EXERCISE SET ::
[1] Duplicate word for word the stretch of the passage on positive emotions and stress from "Much of the" through "respond to stressors.".
[2] Set down the stretch of the records from the line containing "Task: mark one point on every instance of the front wheel" through the end of the records, both ends included, word for word.

Benefits of Positive Emotions
Two major theories have examined and discussed the benefits of positive emotions on attenuating negative emotional responses to stressful events. The dynamic affect model contends that during times of stress, negative emotions tend to crowd out positive emotions (Zautra, Smith, Affleck, & Tennen, 2001). When people experience positive emotions during stressors, these positive emotions will attenuate negative emotional responses. Studies supporting the dynamic affect model demonstrate that positive emotions tend to lessen negative emotions in response to both chronic stressors and everyday life events (Zautra, Smith, Affleck, & Tennen, 2001; Zautra, Affleck, Tennen, Reich, & Davis, 2005; Ong, Bergeman, Bisconti, & Wallace, 2006; Ong & Bergeman, 2004).
In line with the dynamic affect model, the broaden-and-build theory posits that positive emotions serve adaptive functions in times of stress (Fredrickson, 2001, 2013). Positive emotions allow individuals to build up resources (e.g. skills, knowledge, social ties) during times of low stress that are beneficial during times of high stress. Additionally, the broaden-and-build theory posits that positive emotions also facilitate quicker recovery once negative responses have occurred (Fredrickson & Levenson, 1998). This “undoing effect” hypothesizes that positive emotions undo cardiovascular and autonomic aftereffects of negative emotions by hastening recovery from stressful events. Multiple studies have provided support for the broaden-and-build theory (for a review, see Fredrickson, 2013). For example, studies conducted in the lab have found that positive emotions are linked to faster cardiovascular recovery from an induced stressor (Fredrickson, Mancuso, Branigan, & Tugade, 2000).
Much of the literature examining the benefits of positive emotions on the stress response has focused on trait qualities, showing that people who generally are more positive and experience more positive emotions have more adaptive stress responses (i.e., Faulk, Gloria, Cance, & Steinhardt, 2012; Moskowitz, Shmueli-Blumberg, Acree, & Folkman, 2012). In addition, emotional responses from stressors are often considered to be a relatively stable trait characteristic (Cohen et al., 2000). Fewer studies focus on how reactions to stressors may fluctuate within individuals despite a study showing that only about 27% of variability in emotional reactivity to a stressor is due to stable individual differences (Sliwinski, Almeida, Smyth, & Stawski, 2009). This finding implies there is considerable within-person variability in how people respond to stressors.

AVAILABLE RECORDS ::
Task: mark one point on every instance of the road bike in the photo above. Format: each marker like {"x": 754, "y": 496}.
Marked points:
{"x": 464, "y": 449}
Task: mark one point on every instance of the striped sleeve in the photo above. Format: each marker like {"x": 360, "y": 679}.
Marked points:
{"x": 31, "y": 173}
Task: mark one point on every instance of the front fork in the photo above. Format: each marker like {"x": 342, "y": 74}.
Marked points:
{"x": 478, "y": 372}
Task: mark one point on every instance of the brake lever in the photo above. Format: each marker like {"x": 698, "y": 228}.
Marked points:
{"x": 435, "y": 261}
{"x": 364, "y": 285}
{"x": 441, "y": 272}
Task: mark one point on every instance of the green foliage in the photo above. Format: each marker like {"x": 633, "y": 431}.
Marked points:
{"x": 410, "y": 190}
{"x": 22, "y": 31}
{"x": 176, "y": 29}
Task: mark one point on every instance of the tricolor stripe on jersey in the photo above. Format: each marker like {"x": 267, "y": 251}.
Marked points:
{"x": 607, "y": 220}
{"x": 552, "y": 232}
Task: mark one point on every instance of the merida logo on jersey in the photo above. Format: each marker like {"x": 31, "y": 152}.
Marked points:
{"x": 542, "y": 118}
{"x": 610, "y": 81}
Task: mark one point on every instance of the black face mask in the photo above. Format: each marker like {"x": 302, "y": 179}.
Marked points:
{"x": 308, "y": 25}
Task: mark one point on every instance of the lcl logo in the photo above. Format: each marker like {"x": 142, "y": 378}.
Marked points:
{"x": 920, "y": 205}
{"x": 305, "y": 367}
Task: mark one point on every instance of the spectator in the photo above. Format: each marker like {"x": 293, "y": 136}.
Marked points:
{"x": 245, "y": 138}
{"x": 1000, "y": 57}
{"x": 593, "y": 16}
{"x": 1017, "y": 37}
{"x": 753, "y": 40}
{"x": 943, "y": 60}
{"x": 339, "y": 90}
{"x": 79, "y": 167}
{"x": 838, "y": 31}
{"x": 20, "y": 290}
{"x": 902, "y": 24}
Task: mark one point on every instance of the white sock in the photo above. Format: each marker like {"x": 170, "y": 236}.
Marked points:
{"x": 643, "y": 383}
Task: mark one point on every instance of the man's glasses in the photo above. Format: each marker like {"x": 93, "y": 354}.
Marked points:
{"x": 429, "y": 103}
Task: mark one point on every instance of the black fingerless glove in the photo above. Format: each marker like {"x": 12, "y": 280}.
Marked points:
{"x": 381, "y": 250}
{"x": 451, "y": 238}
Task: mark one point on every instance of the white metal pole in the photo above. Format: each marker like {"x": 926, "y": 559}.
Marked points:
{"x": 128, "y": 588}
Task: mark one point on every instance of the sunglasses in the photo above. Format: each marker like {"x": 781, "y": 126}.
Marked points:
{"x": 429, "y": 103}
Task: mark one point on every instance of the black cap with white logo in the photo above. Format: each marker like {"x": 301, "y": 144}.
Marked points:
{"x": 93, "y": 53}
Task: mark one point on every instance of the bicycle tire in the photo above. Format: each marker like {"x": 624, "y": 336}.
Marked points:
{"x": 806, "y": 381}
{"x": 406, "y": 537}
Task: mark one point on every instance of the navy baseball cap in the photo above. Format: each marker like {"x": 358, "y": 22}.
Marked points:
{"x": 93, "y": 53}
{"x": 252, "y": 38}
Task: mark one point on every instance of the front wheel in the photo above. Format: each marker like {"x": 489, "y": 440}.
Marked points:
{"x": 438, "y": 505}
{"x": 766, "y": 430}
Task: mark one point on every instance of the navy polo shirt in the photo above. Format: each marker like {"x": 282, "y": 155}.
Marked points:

FINAL RESULTS ::
[1]
Much of the literature examining the benefits of positive emotions on the stress response has focused on trait qualities, showing that people who generally are more positive and experience more positive emotions have more adaptive stress responses (i.e., Faulk, Gloria, Cance, & Steinhardt, 2012; Moskowitz, Shmueli-Blumberg, Acree, & Folkman, 2012). In addition, emotional responses from stressors are often considered to be a relatively stable trait characteristic (Cohen et al., 2000). Fewer studies focus on how reactions to stressors may fluctuate within individuals despite a study showing that only about 27% of variability in emotional reactivity to a stressor is due to stable individual differences (Sliwinski, Almeida, Smyth, & Stawski, 2009). This finding implies there is considerable within-person variability in how people respond to stressors.

[2]
Task: mark one point on every instance of the front wheel in the photo above. Format: each marker like {"x": 489, "y": 440}.
Marked points:
{"x": 438, "y": 505}
{"x": 766, "y": 430}
Task: mark one point on every instance of the navy polo shirt in the photo above. Format: each marker like {"x": 282, "y": 155}.
Marked points:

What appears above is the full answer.